Stored entries
=-=-=-=-=

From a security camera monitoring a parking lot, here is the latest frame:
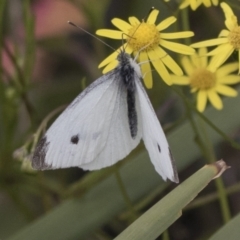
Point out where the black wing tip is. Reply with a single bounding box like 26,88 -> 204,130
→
168,147 -> 179,183
32,136 -> 51,170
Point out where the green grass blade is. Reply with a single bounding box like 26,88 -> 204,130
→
115,160 -> 227,240
209,214 -> 240,240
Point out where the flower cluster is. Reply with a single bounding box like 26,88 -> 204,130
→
97,0 -> 240,112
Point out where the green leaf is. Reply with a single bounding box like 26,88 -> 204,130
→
115,160 -> 227,240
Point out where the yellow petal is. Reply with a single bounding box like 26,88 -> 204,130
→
208,45 -> 234,71
218,29 -> 230,37
102,60 -> 119,74
197,90 -> 207,112
190,54 -> 201,68
128,17 -> 140,26
190,38 -> 228,48
147,9 -> 159,24
238,50 -> 240,74
216,84 -> 237,97
148,51 -> 172,85
98,51 -> 119,68
202,0 -> 212,7
161,31 -> 194,39
157,16 -> 177,31
218,75 -> 240,85
111,18 -> 132,33
170,74 -> 190,85
225,15 -> 238,31
220,2 -> 237,30
139,51 -> 153,88
207,89 -> 223,110
179,0 -> 190,9
206,43 -> 233,56
96,29 -> 127,39
212,0 -> 218,6
216,62 -> 238,78
190,0 -> 202,11
160,39 -> 195,55
220,2 -> 234,18
181,56 -> 195,76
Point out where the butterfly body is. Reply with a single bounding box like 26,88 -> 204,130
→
32,52 -> 178,182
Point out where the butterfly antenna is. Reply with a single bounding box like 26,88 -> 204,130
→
68,21 -> 116,51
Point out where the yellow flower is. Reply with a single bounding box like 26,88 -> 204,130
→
96,9 -> 195,88
172,48 -> 240,112
179,0 -> 218,11
191,2 -> 240,72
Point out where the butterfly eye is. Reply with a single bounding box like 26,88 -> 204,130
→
71,134 -> 79,144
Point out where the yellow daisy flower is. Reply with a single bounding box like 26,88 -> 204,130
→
179,0 -> 218,11
191,2 -> 240,72
172,48 -> 240,112
96,9 -> 195,88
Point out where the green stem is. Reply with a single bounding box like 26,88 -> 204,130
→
172,86 -> 240,150
199,121 -> 231,223
187,183 -> 240,211
115,165 -> 137,221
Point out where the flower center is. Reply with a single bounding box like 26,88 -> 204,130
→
127,22 -> 160,51
228,26 -> 240,49
190,69 -> 216,90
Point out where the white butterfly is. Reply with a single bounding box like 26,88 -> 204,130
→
32,51 -> 178,182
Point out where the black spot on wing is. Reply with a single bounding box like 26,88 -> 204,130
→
127,90 -> 138,139
168,148 -> 179,183
157,143 -> 161,152
32,136 -> 51,170
71,134 -> 79,144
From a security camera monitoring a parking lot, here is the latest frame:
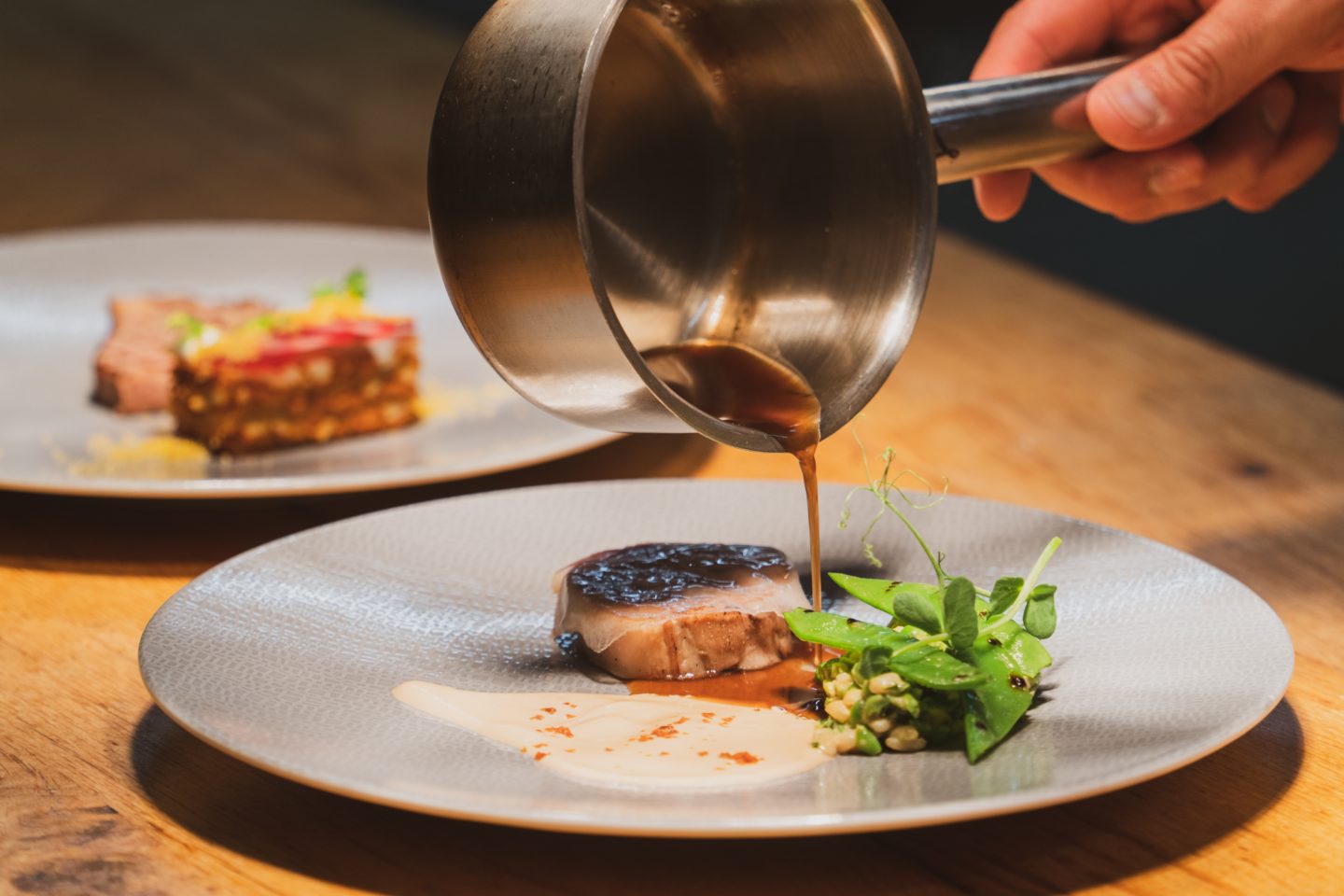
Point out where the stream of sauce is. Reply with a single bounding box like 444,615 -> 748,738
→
644,340 -> 821,663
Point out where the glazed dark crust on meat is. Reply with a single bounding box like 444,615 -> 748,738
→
169,336 -> 419,454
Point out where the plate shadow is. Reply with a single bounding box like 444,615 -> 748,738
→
128,700 -> 1302,896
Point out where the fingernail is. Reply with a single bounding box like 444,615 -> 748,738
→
1106,76 -> 1164,131
1148,162 -> 1204,196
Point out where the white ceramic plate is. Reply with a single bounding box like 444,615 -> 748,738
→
0,223 -> 614,497
140,480 -> 1293,837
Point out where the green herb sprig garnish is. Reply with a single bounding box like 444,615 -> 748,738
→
785,443 -> 1060,762
312,267 -> 369,301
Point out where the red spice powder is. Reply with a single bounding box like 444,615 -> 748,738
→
719,749 -> 761,765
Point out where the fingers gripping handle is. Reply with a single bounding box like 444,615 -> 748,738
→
925,56 -> 1131,184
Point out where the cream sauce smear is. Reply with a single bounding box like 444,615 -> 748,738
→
392,681 -> 828,790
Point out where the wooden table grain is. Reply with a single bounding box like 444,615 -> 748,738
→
0,0 -> 1344,896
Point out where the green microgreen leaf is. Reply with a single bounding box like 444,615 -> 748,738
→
168,312 -> 205,342
345,267 -> 369,300
942,576 -> 980,651
853,646 -> 891,681
889,639 -> 986,691
831,572 -> 942,634
784,608 -> 917,651
853,725 -> 882,756
1021,584 -> 1057,638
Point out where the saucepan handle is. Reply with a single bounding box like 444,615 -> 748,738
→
925,56 -> 1133,184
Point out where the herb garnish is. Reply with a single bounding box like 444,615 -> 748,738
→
785,443 -> 1060,762
312,267 -> 369,301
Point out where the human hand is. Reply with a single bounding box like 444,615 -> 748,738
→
972,0 -> 1344,221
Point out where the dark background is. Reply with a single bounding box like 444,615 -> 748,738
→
408,0 -> 1344,389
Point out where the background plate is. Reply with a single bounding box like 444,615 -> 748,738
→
140,480 -> 1293,837
0,223 -> 616,497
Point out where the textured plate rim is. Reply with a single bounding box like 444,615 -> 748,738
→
137,477 -> 1295,840
0,217 -> 623,501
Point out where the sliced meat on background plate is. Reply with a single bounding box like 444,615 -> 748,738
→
92,293 -> 270,413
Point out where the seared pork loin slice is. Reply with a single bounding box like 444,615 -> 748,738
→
553,542 -> 806,679
92,293 -> 270,413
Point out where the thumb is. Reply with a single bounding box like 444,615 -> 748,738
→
1087,0 -> 1320,152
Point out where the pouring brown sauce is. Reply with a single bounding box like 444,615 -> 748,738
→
644,340 -> 821,665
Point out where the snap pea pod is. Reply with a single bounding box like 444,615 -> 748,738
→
784,608 -> 917,651
831,572 -> 942,631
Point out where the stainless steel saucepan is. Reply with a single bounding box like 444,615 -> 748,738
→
428,0 -> 1122,452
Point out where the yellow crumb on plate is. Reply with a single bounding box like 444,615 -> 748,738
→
58,432 -> 210,480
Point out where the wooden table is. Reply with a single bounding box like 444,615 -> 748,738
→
0,0 -> 1344,896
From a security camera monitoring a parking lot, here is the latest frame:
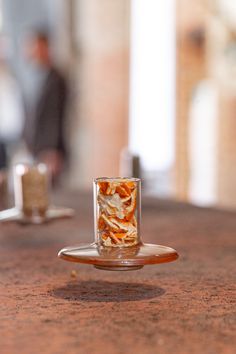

=-=-=-=-=

What you have to do: Could you arrange every line of the material above as a numbered list, dropping blank lines and leaving the pictures out?

Reply to the task:
1. From a security camera monitoring a parking lot, here is the latest frame:
2. Point out where the black wing tip is. Reply with a single bounding box like 26,88 -> 204,130
3. →
4. 168,147 -> 179,183
5. 32,136 -> 51,170
6. Point out where the green grass blade is. Reply with a single bounding box like 26,88 -> 204,130
7. →
8. 115,160 -> 227,240
9. 209,214 -> 240,240
10. Point out where the flower cluster is. Reply with a single bounding box like 26,88 -> 204,130
11. →
12. 97,0 -> 240,112
13. Point out where the green leaf is. Reply with a single bounding box like 26,88 -> 204,130
14. →
15. 115,160 -> 227,240
16. Point out where the yellow petal is. Reply with a single bounding box like 26,88 -> 204,130
17. →
18. 208,45 -> 234,71
19. 218,29 -> 230,37
20. 102,60 -> 119,74
21. 197,90 -> 207,112
22. 190,54 -> 201,68
23. 128,17 -> 140,26
24. 190,38 -> 228,48
25. 147,9 -> 159,24
26. 238,50 -> 240,74
27. 216,84 -> 237,97
28. 148,51 -> 172,85
29. 98,51 -> 119,68
30. 202,0 -> 212,7
31. 161,31 -> 194,39
32. 157,16 -> 177,31
33. 218,75 -> 240,85
34. 111,18 -> 132,33
35. 170,74 -> 190,85
36. 225,15 -> 238,31
37. 220,2 -> 237,30
38. 139,51 -> 153,88
39. 207,89 -> 223,110
40. 179,0 -> 190,9
41. 206,43 -> 233,56
42. 96,29 -> 127,39
43. 212,0 -> 218,6
44. 216,62 -> 238,78
45. 190,0 -> 202,11
46. 160,39 -> 195,55
47. 220,2 -> 234,18
48. 181,56 -> 195,76
49. Point out where the butterfly body is. Reply with a single bounding box like 26,88 -> 204,130
50. →
51. 32,52 -> 178,182
52. Point out where the butterfly antenna is. Reply with a single bounding box like 26,88 -> 204,130
53. →
54. 68,21 -> 116,51
55. Point out where the yellow flower is. Reply with a single bounding box like 26,88 -> 204,130
56. →
57. 96,9 -> 195,88
58. 172,48 -> 240,112
59. 179,0 -> 218,11
60. 191,2 -> 240,72
61. Point out where the butterfly eye is. Reply with a single bounding box like 26,88 -> 204,130
62. →
63. 71,134 -> 79,144
64. Point out where the yellow daisy flower is. Reply with a single bounding box like 26,88 -> 204,130
65. →
66. 179,0 -> 218,11
67. 191,2 -> 240,72
68. 172,48 -> 240,112
69. 96,9 -> 195,88
70. Point out where the green stem is. Reply with a single bounding box like 26,88 -> 204,130
71. →
72. 172,86 -> 240,150
73. 199,121 -> 231,223
74. 187,183 -> 240,211
75. 115,165 -> 137,221
76. Point out where the flower center is. Reply with a single bounding box like 26,88 -> 204,130
77. →
78. 127,22 -> 160,51
79. 228,26 -> 240,49
80. 190,69 -> 216,90
81. Point out where the white butterfly is. Reply with a single bounding box like 26,88 -> 204,130
82. →
83. 32,51 -> 178,182
84. Point out where the black spot on wing is. Reply with a single bounding box like 26,88 -> 204,130
85. →
86. 127,90 -> 138,139
87. 168,148 -> 179,183
88. 157,143 -> 161,152
89. 32,136 -> 51,170
90. 71,134 -> 79,144
91. From a security camera monitoring a parking lot, here is the latest frame:
92. Point out where the stream of sauce is. Reply with a single bounding box like 444,615 -> 748,738
93. →
94. 644,340 -> 821,663
95. Point out where the glazed dark crust on meat is. Reply with a single bounding box like 444,615 -> 748,738
96. →
97. 169,336 -> 419,454
98. Point out where the plate shadow is. Reply with a single bounding box like 444,615 -> 748,738
99. →
100. 128,700 -> 1302,896
101. Point out where the fingernail is. Reply with a single bounding box like 444,615 -> 748,738
102. →
103. 1106,76 -> 1164,131
104. 1148,162 -> 1204,196
105. Point out where the white ceramic plate is. Reply with a single bounding box like 444,615 -> 748,738
106. →
107. 0,223 -> 614,497
108. 140,480 -> 1293,837
109. Point out where the green herb sprig garnish is. Reply with a single bounding box like 444,615 -> 748,738
110. →
111. 785,443 -> 1060,762
112. 312,267 -> 369,301
113. Point out where the red spice powder is. Reply with a single bounding box like 444,615 -> 748,738
114. →
115. 719,749 -> 761,765
116. Point out where the fingers gripping handle is. Reply with a single bounding box like 444,615 -> 748,738
117. →
118. 925,56 -> 1131,184
119. Point out where the cream sauce smear is. Reply with a single bounding box like 444,615 -> 748,738
120. →
121. 392,681 -> 828,790
122. Point out where the wooden table grain is. Reply with a single bounding box like 444,615 -> 748,738
123. →
124. 0,0 -> 1344,896
125. Point out where the green microgreen leaf is. Reply with a single bounding box like 444,615 -> 748,738
126. →
127. 168,312 -> 205,342
128. 345,267 -> 369,300
129. 942,576 -> 980,651
130. 853,646 -> 891,681
131. 889,639 -> 986,691
132. 831,572 -> 942,634
133. 784,608 -> 917,651
134. 853,725 -> 882,756
135. 1021,584 -> 1057,638
136. Point out where the saucepan handle is. Reply with a single bounding box like 444,615 -> 748,738
137. →
138. 925,56 -> 1133,184
139. Point out where the herb garnish is. Reply with a single bounding box like 444,615 -> 748,738
140. →
141. 785,443 -> 1060,762
142. 312,267 -> 369,301
143. Point out where the human hand is. Reply with a single bounding box like 444,615 -> 748,738
144. →
145. 972,0 -> 1344,221
146. Point out where the dark background is. Reply with a single bounding box like 444,615 -> 748,738
147. →
148. 408,0 -> 1344,389
149. Point out where the background plate is. Reply with a single bounding box like 444,615 -> 748,738
150. →
151. 140,480 -> 1293,837
152. 0,223 -> 616,497
153. Point out where the textured plate rim is. Reply with a single bounding box like 444,615 -> 748,738
154. →
155. 137,477 -> 1295,840
156. 0,217 -> 623,501
157. Point out where the sliced meat on background plate is. Reply with a single bounding box like 444,615 -> 748,738
158. →
159. 92,293 -> 270,413
160. Point out where the seared pork loin slice is. Reply with a single bounding box like 444,615 -> 748,738
161. →
162. 553,542 -> 806,679
163. 92,293 -> 270,413
164. Point out where the thumb is. Reply with a single bounding box like 444,615 -> 748,738
165. →
166. 1087,0 -> 1320,152
167. Point out where the pouring brown sauce is. Reply with a single bounding box like 444,615 -> 748,738
168. →
169. 644,340 -> 821,665
170. Point out where the snap pea pod is. Reply with a single bounding box like 444,615 -> 748,738
171. →
172. 784,608 -> 917,651
173. 831,572 -> 942,631
174. Point out where the stainless steel saucepan is. Reply with a single bounding box like 444,615 -> 748,738
175. →
176. 428,0 -> 1122,452
177. Point out where the yellow crumb on plate is. Reply with a single bounding box like 444,615 -> 748,738
178. →
179. 58,432 -> 210,480
180. Point out where the wooden table is. Reply with a single bounding box like 444,615 -> 748,738
181. →
182. 0,0 -> 1344,896
183. From a security camera monitoring a parking lot, here is the latest frame:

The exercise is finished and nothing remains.